*** DATA SECTION

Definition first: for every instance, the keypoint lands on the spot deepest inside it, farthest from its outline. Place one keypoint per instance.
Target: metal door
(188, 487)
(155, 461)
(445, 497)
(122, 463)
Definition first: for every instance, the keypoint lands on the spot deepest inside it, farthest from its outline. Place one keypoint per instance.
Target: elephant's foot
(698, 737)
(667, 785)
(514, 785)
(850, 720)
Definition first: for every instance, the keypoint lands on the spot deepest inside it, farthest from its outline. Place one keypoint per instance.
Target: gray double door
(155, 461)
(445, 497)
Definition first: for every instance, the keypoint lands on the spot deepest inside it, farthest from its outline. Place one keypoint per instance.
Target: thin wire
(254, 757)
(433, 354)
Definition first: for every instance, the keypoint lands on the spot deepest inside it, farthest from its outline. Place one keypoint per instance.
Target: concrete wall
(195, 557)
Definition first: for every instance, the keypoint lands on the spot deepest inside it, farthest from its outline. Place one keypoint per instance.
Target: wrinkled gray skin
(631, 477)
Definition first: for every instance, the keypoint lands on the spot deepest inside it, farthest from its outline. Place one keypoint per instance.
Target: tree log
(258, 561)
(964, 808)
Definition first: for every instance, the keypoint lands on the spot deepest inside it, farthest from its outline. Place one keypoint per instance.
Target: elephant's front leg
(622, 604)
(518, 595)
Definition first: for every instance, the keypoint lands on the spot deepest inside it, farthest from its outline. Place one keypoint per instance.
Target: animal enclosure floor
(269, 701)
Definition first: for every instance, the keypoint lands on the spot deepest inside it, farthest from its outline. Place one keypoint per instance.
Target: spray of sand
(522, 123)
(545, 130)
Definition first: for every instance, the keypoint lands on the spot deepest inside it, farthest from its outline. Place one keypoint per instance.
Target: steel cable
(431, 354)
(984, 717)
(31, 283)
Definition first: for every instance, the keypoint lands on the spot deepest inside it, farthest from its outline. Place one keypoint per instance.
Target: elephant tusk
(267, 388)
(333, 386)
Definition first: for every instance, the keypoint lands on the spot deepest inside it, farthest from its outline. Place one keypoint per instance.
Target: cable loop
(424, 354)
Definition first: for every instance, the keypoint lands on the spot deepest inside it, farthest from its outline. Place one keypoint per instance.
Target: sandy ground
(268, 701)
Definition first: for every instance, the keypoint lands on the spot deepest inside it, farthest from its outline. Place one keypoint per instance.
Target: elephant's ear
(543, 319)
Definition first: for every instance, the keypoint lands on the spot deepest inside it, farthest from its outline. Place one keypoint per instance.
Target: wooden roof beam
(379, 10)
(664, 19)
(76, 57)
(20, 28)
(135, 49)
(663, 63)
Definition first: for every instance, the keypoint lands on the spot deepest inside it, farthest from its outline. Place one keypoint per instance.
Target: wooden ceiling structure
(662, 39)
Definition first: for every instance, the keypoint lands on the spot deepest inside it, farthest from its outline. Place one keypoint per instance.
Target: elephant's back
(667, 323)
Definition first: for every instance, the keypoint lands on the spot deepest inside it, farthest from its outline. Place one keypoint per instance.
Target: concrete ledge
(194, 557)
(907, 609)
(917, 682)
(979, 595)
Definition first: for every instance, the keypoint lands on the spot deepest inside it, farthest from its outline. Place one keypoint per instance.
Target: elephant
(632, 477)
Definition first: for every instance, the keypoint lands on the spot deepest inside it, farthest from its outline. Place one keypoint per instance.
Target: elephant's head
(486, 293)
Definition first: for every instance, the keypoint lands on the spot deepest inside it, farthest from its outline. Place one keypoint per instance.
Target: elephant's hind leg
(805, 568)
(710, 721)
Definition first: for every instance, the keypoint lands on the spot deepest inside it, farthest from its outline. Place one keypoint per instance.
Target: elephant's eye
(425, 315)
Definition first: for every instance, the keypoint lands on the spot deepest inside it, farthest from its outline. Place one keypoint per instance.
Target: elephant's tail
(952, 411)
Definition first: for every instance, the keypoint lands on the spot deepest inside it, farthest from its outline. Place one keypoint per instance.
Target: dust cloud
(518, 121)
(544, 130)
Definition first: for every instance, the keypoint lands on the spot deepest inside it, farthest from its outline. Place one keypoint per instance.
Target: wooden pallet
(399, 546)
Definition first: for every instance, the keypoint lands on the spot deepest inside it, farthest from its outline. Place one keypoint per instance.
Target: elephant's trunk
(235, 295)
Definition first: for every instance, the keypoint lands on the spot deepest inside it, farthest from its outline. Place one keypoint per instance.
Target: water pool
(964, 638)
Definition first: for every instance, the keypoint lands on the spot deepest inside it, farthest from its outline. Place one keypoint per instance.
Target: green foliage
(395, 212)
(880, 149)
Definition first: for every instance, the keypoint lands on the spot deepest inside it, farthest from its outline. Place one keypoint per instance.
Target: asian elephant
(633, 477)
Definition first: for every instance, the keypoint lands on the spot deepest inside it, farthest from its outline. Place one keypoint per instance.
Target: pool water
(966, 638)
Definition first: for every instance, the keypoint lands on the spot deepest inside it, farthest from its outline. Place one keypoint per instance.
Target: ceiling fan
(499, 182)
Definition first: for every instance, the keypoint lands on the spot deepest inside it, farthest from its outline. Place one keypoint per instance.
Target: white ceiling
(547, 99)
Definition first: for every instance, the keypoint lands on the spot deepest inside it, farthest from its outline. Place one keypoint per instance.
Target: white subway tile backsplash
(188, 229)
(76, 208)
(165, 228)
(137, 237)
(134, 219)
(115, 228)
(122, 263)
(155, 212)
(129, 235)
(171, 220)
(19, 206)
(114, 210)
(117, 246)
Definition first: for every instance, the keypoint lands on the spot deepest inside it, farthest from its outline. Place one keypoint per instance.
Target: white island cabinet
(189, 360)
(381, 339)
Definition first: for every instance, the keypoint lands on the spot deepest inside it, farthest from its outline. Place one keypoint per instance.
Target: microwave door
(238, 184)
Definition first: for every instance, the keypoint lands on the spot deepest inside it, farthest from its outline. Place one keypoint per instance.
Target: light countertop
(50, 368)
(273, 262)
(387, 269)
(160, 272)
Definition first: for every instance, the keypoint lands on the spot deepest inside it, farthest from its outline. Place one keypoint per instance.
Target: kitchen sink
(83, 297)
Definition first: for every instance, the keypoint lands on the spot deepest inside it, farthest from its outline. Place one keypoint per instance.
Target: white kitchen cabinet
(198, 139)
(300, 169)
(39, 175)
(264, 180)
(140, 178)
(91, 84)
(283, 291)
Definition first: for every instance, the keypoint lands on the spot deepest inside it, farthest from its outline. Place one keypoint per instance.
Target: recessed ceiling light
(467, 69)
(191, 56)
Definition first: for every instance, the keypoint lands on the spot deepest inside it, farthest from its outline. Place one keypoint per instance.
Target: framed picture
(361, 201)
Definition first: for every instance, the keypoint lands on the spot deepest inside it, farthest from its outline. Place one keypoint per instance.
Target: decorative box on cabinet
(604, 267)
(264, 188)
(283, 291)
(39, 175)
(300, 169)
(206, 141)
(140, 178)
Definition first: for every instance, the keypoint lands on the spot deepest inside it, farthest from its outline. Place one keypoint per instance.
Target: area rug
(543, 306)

******

#### PROBLEM STATEMENT:
Print every entry exactly as it appears.

#### TASK ANSWER:
Definition first: for every instance, the keypoint lands on the spot deepest inside it, farthest from its outline. Place one keypoint per instance.
Target: metal door
(188, 487)
(155, 461)
(445, 497)
(122, 463)
Definition first: for every instance, the keypoint lands on the spot deepest inside it, farthest from its outline. Place one keypoint per instance.
Target: elephant's foot
(698, 737)
(667, 785)
(514, 785)
(850, 720)
Definition first: for every instance, the keypoint lands on the spot deepest inside it, farthest from its outline. Place one keypoint per instance.
Target: gray double door
(155, 461)
(445, 497)
Definition first: for every instance, the keypoint lands on the spot deepest inside it, farthest from its outline. Place one keypoint per instance.
Target: thin wire
(254, 757)
(433, 354)
Definition first: for every instance, the keypoint lands on the spot deepest inside it, farthest from its outline. Place one keypoint per instance.
Target: concrete wall
(195, 557)
Definition first: for every instance, the keypoint lands on the spot deepest inside it, farthest from its outline. Place one keypoint per instance.
Target: wrinkled gray skin
(631, 477)
Definition first: for every instance, the keypoint lands on the spot deepest inside it, farthest from its outline. Place one keypoint per instance.
Target: tree log
(258, 561)
(964, 808)
Definition first: for every instance, the keypoint lands on the spot deepest inside it, farthest from its outline. Place one keypoint per instance.
Target: elephant's front leg
(622, 604)
(518, 595)
Definition first: for every instance, the keypoint lands on the spot deepest inside it, farthest from its outline. Place one keypoint per instance.
Target: animal enclosure floor
(269, 701)
Definition first: for every instance, the keypoint lands on the spot deepest inside it, farthest from its outline. Place one keypoint per instance.
Target: spray of sand
(522, 123)
(545, 130)
Definition first: for every instance, the keypoint lands on the spot deepest inside it, farthest from its outline. Place one keypoint per instance.
Target: steel cable
(431, 354)
(984, 717)
(31, 283)
Definition first: for every instance, the keypoint lands on the spot deepest inside it, farthest from its outline. Place one keypoint per instance.
Target: elephant tusk
(267, 388)
(333, 386)
Definition first: for every instance, the keypoint lands on the spot deepest inside it, farthest from its outline. Place one keypoint per instance.
Target: cable loop
(424, 354)
Definition first: for every instance, the keypoint lands on the spot deepest inside it, farthest from its outline. Place one keypoint per instance.
Target: sandy ground
(268, 701)
Definition first: for every instance, the keypoint lands on the spot deepest inside it, farthest from its outline. Place one keypoint per instance.
Target: elephant's ear
(543, 319)
Definition first: for every instance, the keypoint lands on the spot deepest inside it, farthest from its outline. Place one keypoint per instance.
Target: wooden roof beam
(379, 10)
(664, 19)
(76, 57)
(20, 28)
(135, 49)
(663, 63)
Definition first: for every instance, the keypoint lands on the spot deepest inside it, farthest from its outline. Place one keypoint per instance.
Target: wooden ceiling structure
(662, 39)
Definition first: for every instance, the keypoint lands on the spot deepest inside it, farthest from its outline. Place one keypoint per instance.
Target: elephant's back
(667, 323)
Definition first: for every instance, the keypoint lands on the spot deepest inside it, farthest from its outline. Place one keypoint per instance.
Target: concrete ledge
(194, 557)
(907, 609)
(917, 682)
(979, 595)
Definition first: for every instance, the keypoint lands on the spot deepest inside it, farthest from its outline. Place one keypoint per instance.
Target: elephant
(632, 477)
Definition first: for every instance, the keypoint lands on the spot deepest inside it, farthest from its outline. Place one keypoint per instance.
Target: elephant's head
(486, 293)
Definition first: for every instance, the keypoint lands on the spot deepest inside it, farthest from its outline. Place one keypoint per instance.
Target: elephant's hind leg
(805, 568)
(710, 721)
Definition first: for every instance, the keypoint lands on the spot deepest inside it, farthest from its outline. Place one keypoint per instance.
Target: elephant's eye
(425, 315)
Definition first: for every instance, the keypoint lands on the spot deepest inside it, farthest from its outline. Place one keypoint per instance.
Target: elephant's tail
(952, 411)
Definition first: for every instance, the keypoint lands on the spot deepest inside it, farthest from its outline. Place one keypoint per instance.
Target: dust cloud
(518, 121)
(544, 130)
Definition first: for every instance, the keypoint lands on the spot deepest inside it, farthest from its outline. Place one keypoint per instance.
Target: wooden pallet
(399, 546)
Definition first: for every instance, the keypoint lands on the spot deepest inside it, farthest from its outline. Place one keypoint per instance.
Target: elephant's trunk
(235, 295)
Definition first: for every instance, the keypoint lands on the spot deepest inside it, farthest from its outline. Place one keypoint per instance.
Target: water pool
(964, 638)
Definition first: for every instance, the keypoint lands on the spot deepest inside it, farthest from its outline. Place one keypoint per instance.
Target: green foliage
(395, 212)
(880, 149)
Definition first: for every instance, the keypoint lands on the spot deepest inside it, farthest from its outline. Place one keypoint per instance.
Target: asian elephant
(633, 477)
Definition first: for every instance, the keypoint lands on the spot deepest inside it, farthest from its outline. Place one keypoint per instance.
Target: pool water
(966, 638)
Definition first: for every instance, the keypoint lands on the spot deepest inside it, farthest from its outline. Place one keypoint per instance.
Target: ceiling fan
(499, 182)
Definition first: for every instance, the keypoint lands on the spot deepest inside it, farthest from its outline. Place one keypoint per instance.
Target: white ceiling
(547, 99)
Definition first: for every instance, the keypoint lands on the spot deepest inside it, farthest from its outline. Place one keypoint per instance.
Target: white subway tile backsplash
(188, 229)
(76, 208)
(165, 228)
(137, 237)
(134, 219)
(115, 228)
(122, 263)
(155, 212)
(129, 235)
(171, 220)
(19, 206)
(114, 210)
(117, 246)
Definition first: for every instance, the keypoint lands on the spot deepest inside it, farthest from its outline. Place one keypoint per instance.
Target: white island cabinet
(189, 360)
(381, 339)
Definition first: for every instance, the keypoint lands on the spot deepest inside it, farthest from its outline. Place one keypoint per instance.
Target: microwave door
(238, 184)
Definition first: for every instance, the keypoint lands on the spot deepest inside it, farthest from its outline. Place one keypoint per instance.
Target: light countertop
(50, 368)
(273, 262)
(387, 269)
(160, 272)
Definition first: for every instance, the keypoint lands on the spot deepest inside it, farthest from its outline. Place one keypoint per instance.
Target: kitchen sink
(83, 297)
Definition first: for every instance, the keypoint lands on the spot deepest inside it, farthest from its outline. Place one keypoint per instance.
Target: white kitchen cabinet
(198, 139)
(300, 169)
(39, 175)
(264, 180)
(140, 178)
(91, 84)
(283, 291)
Definition first: for every instance, the keypoint lands on the spot deepest inside it, farthest from its outline. Place one keypoint per instance.
Target: recessed ceiling light
(467, 69)
(191, 56)
Definition first: for every instance, the keypoint lands on the spot deepest inside it, farthest from its outline. Place one keypoint per instance.
Target: framed picture
(361, 201)
Definition first: for every instance, the keypoint lands on the spot deepest inside it, farthest from its outline. Place one keypoint per instance.
Target: decorative box on cabinet
(604, 267)
(264, 188)
(283, 291)
(39, 175)
(300, 169)
(206, 141)
(140, 178)
Definition first: for every instance, the keypoint lands on the spot deepest inside it, farthest from its outline. Place one keypoint per instance.
Target: area rug
(543, 306)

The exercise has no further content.